#### Raw data:
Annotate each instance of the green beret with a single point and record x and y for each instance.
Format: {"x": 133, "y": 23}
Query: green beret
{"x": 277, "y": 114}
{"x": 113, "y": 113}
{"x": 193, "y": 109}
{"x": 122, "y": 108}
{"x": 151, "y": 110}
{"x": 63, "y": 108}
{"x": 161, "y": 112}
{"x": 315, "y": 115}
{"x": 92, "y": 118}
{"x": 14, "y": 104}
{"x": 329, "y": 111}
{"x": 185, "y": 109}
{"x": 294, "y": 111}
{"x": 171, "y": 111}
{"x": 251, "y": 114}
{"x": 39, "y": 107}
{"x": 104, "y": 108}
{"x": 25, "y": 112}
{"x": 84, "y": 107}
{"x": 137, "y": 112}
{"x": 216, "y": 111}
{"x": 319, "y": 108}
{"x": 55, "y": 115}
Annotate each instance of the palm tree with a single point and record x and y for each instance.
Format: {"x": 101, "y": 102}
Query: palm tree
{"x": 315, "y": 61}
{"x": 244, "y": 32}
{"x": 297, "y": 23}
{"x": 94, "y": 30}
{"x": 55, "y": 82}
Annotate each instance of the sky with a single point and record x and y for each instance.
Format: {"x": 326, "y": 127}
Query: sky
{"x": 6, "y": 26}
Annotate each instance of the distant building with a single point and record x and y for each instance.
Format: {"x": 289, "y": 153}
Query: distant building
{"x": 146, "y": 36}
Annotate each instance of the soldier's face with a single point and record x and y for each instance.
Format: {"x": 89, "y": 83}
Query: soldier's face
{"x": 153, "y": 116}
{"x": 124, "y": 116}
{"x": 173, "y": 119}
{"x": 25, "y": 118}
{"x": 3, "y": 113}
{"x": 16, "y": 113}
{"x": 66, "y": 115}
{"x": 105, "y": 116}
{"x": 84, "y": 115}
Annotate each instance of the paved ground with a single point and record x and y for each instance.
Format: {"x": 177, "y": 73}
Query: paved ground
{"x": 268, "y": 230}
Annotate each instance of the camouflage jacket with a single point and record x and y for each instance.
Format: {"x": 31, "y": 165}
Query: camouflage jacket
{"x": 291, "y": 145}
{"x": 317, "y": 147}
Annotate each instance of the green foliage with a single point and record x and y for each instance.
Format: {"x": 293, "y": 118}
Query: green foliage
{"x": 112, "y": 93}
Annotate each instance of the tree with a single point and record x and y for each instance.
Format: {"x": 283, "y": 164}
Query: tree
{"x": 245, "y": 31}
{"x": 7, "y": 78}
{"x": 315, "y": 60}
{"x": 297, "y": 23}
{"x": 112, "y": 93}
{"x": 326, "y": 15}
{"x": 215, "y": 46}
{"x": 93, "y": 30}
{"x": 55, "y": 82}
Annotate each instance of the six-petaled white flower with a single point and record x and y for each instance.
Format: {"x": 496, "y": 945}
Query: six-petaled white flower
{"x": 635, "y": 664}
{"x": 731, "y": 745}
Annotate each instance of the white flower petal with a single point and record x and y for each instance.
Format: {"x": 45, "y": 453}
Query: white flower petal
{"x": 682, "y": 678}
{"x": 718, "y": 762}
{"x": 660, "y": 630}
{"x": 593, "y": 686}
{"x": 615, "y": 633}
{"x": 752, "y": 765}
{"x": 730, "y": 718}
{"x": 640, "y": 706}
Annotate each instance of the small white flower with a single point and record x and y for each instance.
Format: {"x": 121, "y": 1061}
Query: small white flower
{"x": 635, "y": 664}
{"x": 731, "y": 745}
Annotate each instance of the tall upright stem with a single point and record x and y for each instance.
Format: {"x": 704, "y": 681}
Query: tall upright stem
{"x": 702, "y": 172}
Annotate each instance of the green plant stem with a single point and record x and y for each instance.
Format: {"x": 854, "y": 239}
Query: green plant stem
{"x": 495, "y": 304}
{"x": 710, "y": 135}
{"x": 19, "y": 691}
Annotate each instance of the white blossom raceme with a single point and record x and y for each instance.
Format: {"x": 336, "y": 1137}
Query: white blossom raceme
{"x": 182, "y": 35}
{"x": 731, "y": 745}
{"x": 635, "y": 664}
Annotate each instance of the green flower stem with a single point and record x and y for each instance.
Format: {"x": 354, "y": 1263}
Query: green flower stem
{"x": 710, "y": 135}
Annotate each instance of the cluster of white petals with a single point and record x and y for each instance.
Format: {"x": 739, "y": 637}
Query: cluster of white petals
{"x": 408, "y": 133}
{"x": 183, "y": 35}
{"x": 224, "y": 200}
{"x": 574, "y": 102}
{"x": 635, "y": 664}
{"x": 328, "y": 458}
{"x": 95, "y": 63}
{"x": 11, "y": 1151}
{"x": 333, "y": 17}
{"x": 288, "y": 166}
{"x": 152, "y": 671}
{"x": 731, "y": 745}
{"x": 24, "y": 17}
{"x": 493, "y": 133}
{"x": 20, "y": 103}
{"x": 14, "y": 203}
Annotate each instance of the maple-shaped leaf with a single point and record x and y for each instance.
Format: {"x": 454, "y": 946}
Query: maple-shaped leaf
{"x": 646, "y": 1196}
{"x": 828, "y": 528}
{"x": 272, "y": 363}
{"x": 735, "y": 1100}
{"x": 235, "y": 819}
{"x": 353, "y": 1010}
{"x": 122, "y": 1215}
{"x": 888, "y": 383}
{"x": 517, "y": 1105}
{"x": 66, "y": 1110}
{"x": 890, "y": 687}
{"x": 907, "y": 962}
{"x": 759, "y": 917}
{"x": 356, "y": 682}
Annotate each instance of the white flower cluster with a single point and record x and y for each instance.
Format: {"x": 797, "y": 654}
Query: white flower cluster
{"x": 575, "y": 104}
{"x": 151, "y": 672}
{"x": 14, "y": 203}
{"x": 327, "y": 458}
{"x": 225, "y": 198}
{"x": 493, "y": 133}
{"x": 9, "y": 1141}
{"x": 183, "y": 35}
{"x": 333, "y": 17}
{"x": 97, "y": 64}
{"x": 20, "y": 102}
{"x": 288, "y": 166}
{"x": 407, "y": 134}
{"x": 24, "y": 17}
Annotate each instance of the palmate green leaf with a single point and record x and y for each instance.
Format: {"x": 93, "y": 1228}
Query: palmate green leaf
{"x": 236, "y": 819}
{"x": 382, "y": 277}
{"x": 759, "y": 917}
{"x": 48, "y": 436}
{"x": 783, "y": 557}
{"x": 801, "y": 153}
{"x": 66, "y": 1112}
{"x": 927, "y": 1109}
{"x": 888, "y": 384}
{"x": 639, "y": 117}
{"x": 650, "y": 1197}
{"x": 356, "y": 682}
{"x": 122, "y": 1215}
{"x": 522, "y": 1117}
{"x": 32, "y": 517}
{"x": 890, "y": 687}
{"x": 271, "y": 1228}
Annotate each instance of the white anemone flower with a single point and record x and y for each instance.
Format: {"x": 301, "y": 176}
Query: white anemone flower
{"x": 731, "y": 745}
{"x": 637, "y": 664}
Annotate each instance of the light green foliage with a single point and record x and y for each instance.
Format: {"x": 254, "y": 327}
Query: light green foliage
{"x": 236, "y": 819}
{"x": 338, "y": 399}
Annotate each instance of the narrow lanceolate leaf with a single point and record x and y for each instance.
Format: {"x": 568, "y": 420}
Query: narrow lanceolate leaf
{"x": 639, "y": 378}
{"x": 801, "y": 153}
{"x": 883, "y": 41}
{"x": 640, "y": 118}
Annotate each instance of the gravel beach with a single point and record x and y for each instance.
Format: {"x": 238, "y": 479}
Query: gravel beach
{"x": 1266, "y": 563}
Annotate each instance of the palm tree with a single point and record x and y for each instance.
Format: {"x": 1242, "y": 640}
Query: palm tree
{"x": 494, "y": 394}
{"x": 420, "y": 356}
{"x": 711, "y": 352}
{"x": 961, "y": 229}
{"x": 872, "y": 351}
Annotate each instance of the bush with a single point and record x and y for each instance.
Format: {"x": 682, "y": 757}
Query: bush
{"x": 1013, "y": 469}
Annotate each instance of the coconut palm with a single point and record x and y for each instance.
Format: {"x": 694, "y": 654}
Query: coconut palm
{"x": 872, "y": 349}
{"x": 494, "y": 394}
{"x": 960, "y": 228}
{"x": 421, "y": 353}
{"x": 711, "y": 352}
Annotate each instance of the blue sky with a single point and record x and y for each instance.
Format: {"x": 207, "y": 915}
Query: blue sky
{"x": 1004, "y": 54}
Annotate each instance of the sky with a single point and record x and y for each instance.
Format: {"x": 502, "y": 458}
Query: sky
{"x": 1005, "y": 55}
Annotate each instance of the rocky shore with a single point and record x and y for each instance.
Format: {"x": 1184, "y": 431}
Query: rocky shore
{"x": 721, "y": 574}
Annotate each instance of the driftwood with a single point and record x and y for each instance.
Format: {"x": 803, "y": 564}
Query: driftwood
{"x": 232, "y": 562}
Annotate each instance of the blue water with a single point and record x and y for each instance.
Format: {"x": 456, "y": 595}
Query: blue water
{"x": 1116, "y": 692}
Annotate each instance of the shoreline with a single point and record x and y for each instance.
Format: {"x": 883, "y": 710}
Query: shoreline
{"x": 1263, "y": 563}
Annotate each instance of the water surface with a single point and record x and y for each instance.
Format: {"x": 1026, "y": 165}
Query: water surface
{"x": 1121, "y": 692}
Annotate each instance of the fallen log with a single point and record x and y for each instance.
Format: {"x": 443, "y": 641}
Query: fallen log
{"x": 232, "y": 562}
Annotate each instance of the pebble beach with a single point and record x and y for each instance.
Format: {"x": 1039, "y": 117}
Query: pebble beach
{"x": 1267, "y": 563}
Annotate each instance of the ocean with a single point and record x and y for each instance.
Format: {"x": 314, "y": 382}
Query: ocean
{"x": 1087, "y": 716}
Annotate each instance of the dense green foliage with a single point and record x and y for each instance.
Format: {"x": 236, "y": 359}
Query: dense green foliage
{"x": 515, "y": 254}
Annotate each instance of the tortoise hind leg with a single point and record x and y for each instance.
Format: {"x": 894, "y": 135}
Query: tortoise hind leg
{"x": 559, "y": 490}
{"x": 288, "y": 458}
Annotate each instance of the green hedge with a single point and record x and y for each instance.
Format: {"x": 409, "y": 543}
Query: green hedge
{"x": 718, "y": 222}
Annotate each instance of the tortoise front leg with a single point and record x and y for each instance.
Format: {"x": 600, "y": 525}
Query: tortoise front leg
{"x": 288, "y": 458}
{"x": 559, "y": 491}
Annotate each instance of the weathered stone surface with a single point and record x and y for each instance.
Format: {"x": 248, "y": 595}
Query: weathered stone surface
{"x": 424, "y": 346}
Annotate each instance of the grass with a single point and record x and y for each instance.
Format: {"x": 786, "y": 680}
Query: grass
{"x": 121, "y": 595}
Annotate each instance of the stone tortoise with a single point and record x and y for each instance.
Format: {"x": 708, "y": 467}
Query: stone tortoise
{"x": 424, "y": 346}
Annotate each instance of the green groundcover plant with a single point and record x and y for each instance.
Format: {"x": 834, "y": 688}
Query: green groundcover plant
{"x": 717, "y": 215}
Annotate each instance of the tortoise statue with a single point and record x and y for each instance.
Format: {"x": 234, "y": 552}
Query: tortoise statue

#### Your task:
Give only the count of lines in the data that include the string "statue".

#### Finished task:
2